SET EXERCISE A:
Convert the listing below, everything from the line containing "Target: black t-shirt" down to the line containing "[(126, 128)]", both ends included, into a two-column CSV with the headers instruction and output. Give one row for each instruction and its answer, with each value in a single quoted field and line breaks replaced by spaces.

# Federal Eagle Marquetry - Feathers



## jonsprague0000 (Jan 18, 2014)

I'm attempting to do a federal eagle in marquetry and am not sure how to handle the feathers on the wings. The feathers are too small for me to cut, but the example I'm trying to reproduce has small black lines that make up the feather. Can someone please suggest how I can make the small black lines that make up the feather?


----------



## shipwright (Sep 27, 2010)

They're called engraving lines. They are just saw cuts. When you assemble the marquetry and apply a dark mastic filler the filler will highlight the lines. The tops of the wings are sand shaded as well.

Good luck on the project.


----------



## Yonak (Mar 27, 2014)

For the shading, there is a technique called sand shading. An internet search should supply needed information about it.


----------



## jonsprague0000 (Jan 18, 2014)

Thanks everyone. Shipwright, what type of mastic filler would you recommend? Would a mastic filler be dark wax?


----------



## shipwright (Sep 27, 2010)

I use fine sawdust and hot hide glue. You can color the dust with tempera paint powder. You can use PVA glue but you will have more problems with finishing. I also doesn't dry hard as HHG does. Apply the mastic from the back (glue side) before applying the marquetry to the piece.


----------



## jonsprague0000 (Jan 18, 2014)

Shipwright, I did it! Check out the final product.

http://lumberjocks.com/projects/131193


----------



## shipwright (Sep 27, 2010)

Looks like a winner.


----------

SET EXERCISE B:
Reproduce the forum thread on federal eagle marquetry above in full, word for word.

DATA EXTRACT:
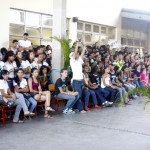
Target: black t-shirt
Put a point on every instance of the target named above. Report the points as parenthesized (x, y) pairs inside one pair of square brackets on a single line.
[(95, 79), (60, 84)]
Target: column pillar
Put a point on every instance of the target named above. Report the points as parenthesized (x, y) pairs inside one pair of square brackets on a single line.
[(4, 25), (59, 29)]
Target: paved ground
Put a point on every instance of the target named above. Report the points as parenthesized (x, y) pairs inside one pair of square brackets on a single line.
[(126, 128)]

* * *

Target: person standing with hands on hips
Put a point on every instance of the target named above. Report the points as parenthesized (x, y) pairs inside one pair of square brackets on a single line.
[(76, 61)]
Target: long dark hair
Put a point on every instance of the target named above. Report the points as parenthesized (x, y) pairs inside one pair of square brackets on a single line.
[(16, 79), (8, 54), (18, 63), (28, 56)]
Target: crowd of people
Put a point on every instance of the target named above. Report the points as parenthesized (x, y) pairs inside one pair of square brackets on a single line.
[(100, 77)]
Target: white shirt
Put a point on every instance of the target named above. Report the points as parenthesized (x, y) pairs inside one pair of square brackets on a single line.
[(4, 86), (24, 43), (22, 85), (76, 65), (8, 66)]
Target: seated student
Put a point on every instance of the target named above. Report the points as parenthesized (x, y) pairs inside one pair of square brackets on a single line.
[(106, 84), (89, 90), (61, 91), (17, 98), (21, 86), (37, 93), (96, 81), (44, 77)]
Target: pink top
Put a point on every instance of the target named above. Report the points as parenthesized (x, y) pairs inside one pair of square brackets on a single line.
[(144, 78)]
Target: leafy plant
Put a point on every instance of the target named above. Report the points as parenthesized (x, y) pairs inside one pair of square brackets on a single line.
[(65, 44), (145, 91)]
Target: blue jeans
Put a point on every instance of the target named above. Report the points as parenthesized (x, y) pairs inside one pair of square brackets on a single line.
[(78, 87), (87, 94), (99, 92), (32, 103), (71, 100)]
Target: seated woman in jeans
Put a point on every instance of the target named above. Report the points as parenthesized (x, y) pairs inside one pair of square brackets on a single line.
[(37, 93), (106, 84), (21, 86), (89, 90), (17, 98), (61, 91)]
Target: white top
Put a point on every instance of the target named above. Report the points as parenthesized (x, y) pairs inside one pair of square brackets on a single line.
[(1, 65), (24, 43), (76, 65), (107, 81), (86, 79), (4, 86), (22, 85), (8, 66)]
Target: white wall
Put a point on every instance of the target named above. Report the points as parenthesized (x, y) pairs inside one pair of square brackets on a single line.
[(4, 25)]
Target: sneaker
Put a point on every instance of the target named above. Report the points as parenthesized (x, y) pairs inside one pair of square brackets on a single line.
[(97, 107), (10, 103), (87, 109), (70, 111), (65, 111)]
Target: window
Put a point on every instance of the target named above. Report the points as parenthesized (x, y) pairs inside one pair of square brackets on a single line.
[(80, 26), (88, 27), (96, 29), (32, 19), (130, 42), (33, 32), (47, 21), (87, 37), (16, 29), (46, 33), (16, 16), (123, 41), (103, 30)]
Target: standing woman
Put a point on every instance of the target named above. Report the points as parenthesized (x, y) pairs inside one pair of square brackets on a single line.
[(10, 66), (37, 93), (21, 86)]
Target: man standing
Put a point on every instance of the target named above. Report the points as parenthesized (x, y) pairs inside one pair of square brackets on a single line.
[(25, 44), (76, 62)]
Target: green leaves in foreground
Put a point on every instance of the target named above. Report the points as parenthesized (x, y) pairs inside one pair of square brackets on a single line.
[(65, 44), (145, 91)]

---

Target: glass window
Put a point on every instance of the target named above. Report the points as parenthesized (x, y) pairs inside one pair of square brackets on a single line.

SOLUTION A:
instruction,output
"Target: black t-shirt Put a point on every instance of the target named above. Report the points as parenthesized (x, y) pairs inside one pair of square brackets on a single line.","[(95, 79), (60, 84)]"
"Target: column pillar Put a point on every instance of the target named above. Report the points as parenthesized (x, y) pairs inside one pair of square brackets on a single line.","[(4, 25), (59, 29)]"
"Target: paved ground Put a point on every instance of the target named above. Report the points as parenthesized (x, y) pairs inside one pair of square brackets on a single line.","[(126, 128)]"

SOLUTION B:
# Federal Eagle Marquetry - Feathers



## jonsprague0000 (Jan 18, 2014)

I'm attempting to do a federal eagle in marquetry and am not sure how to handle the feathers on the wings. The feathers are too small for me to cut, but the example I'm trying to reproduce has small black lines that make up the feather. Can someone please suggest how I can make the small black lines that make up the feather?


----------



## shipwright (Sep 27, 2010)

They're called engraving lines. They are just saw cuts. When you assemble the marquetry and apply a dark mastic filler the filler will highlight the lines. The tops of the wings are sand shaded as well.

Good luck on the project.


----------



## Yonak (Mar 27, 2014)

For the shading, there is a technique called sand shading. An internet search should supply needed information about it.


----------



## jonsprague0000 (Jan 18, 2014)

Thanks everyone. Shipwright, what type of mastic filler would you recommend? Would a mastic filler be dark wax?


----------



## shipwright (Sep 27, 2010)

I use fine sawdust and hot hide glue. You can color the dust with tempera paint powder. You can use PVA glue but you will have more problems with finishing. I also doesn't dry hard as HHG does. Apply the mastic from the back (glue side) before applying the marquetry to the piece.


----------



## jonsprague0000 (Jan 18, 2014)

Shipwright, I did it! Check out the final product.

http://lumberjocks.com/projects/131193


----------



## shipwright (Sep 27, 2010)

Looks like a winner.


----------